WRITTEN EXERCISE: Copy the data below word for word, beginning at the line that contains "Can you find the pine" and ending after the final line of the data.

Start of RECORDS TO USE

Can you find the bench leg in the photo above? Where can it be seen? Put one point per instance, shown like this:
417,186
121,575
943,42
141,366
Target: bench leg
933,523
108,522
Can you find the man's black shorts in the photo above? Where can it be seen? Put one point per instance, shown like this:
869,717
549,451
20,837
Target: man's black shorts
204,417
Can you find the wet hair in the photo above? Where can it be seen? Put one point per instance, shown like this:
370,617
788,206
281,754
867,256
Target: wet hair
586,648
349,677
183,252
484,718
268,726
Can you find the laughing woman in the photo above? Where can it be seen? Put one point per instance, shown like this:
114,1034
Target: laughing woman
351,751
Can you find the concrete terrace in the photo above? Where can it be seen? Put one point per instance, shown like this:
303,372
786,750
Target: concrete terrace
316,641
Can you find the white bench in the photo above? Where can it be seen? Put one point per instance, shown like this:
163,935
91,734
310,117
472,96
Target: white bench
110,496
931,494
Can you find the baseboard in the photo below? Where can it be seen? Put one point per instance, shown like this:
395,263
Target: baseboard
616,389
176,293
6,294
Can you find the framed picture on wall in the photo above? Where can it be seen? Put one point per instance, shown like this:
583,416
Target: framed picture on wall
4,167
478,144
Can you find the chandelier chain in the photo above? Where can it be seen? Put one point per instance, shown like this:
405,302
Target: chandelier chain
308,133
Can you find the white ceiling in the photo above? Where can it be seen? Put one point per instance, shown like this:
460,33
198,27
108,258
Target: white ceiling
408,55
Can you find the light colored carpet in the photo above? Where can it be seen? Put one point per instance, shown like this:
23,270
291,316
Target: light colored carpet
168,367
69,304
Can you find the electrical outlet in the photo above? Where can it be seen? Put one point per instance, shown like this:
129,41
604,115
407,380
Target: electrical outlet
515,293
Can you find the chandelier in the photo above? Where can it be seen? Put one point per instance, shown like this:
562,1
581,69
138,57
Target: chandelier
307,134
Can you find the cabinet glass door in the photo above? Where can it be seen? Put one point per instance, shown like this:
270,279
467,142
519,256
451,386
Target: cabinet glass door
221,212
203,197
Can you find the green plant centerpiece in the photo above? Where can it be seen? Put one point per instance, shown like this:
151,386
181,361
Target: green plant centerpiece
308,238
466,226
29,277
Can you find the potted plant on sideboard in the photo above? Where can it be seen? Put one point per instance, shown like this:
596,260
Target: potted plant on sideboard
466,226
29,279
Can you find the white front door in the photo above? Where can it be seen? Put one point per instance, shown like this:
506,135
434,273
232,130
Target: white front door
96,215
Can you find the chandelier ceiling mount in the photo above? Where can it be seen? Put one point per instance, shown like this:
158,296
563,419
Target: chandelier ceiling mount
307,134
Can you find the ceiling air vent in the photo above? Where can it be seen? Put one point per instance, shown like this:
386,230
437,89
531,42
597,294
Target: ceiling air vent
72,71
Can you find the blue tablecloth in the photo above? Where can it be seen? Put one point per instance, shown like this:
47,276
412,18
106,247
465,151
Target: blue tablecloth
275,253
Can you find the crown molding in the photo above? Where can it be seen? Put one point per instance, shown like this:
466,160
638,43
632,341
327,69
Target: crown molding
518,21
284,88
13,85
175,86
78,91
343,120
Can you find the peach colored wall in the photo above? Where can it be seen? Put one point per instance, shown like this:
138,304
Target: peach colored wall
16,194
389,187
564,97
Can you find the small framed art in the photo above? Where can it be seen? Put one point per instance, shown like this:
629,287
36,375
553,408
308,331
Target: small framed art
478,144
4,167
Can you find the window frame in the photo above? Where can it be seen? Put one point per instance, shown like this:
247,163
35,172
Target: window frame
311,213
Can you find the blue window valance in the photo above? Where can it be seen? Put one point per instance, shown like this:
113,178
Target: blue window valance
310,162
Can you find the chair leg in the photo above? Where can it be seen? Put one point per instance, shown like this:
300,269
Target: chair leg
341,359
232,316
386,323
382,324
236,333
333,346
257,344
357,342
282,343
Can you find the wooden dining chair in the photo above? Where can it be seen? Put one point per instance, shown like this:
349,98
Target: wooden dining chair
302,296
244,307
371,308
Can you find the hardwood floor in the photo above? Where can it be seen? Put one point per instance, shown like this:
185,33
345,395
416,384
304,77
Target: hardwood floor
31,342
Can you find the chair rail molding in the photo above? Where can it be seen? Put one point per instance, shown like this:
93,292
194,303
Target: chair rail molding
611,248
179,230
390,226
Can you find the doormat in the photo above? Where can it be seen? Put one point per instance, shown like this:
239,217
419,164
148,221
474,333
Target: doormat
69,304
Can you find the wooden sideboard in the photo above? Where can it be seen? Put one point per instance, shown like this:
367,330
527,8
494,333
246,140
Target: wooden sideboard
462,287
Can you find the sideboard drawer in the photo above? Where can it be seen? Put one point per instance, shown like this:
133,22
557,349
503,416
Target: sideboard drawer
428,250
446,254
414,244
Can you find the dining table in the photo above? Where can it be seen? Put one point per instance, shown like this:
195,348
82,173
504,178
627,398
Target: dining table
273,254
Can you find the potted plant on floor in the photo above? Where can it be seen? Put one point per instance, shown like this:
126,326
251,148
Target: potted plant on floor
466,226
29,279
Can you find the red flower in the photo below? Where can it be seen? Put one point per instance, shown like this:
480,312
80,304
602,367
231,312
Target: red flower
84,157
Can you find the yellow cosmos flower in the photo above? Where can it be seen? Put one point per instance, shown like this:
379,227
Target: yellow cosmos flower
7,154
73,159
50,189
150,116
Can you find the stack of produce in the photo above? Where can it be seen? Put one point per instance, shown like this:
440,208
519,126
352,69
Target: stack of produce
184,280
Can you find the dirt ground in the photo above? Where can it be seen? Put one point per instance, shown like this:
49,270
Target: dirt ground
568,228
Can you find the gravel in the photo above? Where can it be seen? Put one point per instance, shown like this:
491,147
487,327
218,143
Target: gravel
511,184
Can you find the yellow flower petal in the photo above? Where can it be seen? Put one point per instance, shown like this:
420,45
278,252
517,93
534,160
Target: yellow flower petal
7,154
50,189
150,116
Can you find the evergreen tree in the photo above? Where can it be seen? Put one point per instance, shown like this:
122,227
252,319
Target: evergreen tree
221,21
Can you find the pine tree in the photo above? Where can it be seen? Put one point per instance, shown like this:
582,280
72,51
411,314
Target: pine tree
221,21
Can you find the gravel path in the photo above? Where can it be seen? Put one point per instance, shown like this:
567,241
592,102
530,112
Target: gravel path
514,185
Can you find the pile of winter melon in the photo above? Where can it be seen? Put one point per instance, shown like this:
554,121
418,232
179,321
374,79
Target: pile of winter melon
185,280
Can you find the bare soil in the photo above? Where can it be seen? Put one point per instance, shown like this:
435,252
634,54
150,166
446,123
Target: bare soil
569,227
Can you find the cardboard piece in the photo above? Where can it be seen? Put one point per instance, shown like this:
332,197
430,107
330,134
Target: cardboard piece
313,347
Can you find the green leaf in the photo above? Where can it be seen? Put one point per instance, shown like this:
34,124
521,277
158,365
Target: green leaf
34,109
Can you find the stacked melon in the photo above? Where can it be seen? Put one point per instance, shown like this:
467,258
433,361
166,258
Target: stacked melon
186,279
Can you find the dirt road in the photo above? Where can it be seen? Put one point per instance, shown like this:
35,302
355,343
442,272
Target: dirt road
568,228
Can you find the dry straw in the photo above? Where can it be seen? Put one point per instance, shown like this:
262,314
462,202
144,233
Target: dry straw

End of RECORDS TO USE

RESPONSE:
Can you find the pine tree in the photo above? Where can it be seen? Put one point per instance, shown like this:
582,280
72,51
411,314
Target: pine tree
221,21
Can you find the gravel path in the photo above? Where can it be seen? Put one point per instance, shown like this:
567,241
592,102
530,112
Target: gravel path
514,185
Can you find the pile of winter melon in the photo above? Where can it be seen? Put one point per instance, shown like this:
554,121
418,232
179,321
374,79
Target: pile of winter melon
185,280
Can you find the bare soil in the photo above? Where can it be seen? Put one point per instance, shown like this:
435,252
634,54
150,166
446,123
Target: bare soil
569,227
Can you find the cardboard piece in the photo above? Where can it be seen? Put one point per instance, shown like this:
332,197
430,107
330,134
Target: cardboard piece
313,347
Can you find the green leaf in the photo above? Where can it be seen? Put one point per instance, shown like this:
34,124
521,277
158,365
Target: green leaf
34,109
Can you find the stacked melon in the photo above? Where can it be seen? Put one point per instance, shown like this:
467,258
433,361
166,258
Target: stacked melon
186,279
Can you find the dirt road in the photo above? Where can it be seen? Put one point per instance, shown like this:
35,302
355,343
442,272
Target: dirt road
568,228
Can you find the dry straw in the photo above? Where can it be seen? Put one point per instance, shown like this:
262,314
462,202
144,233
Target: dry straw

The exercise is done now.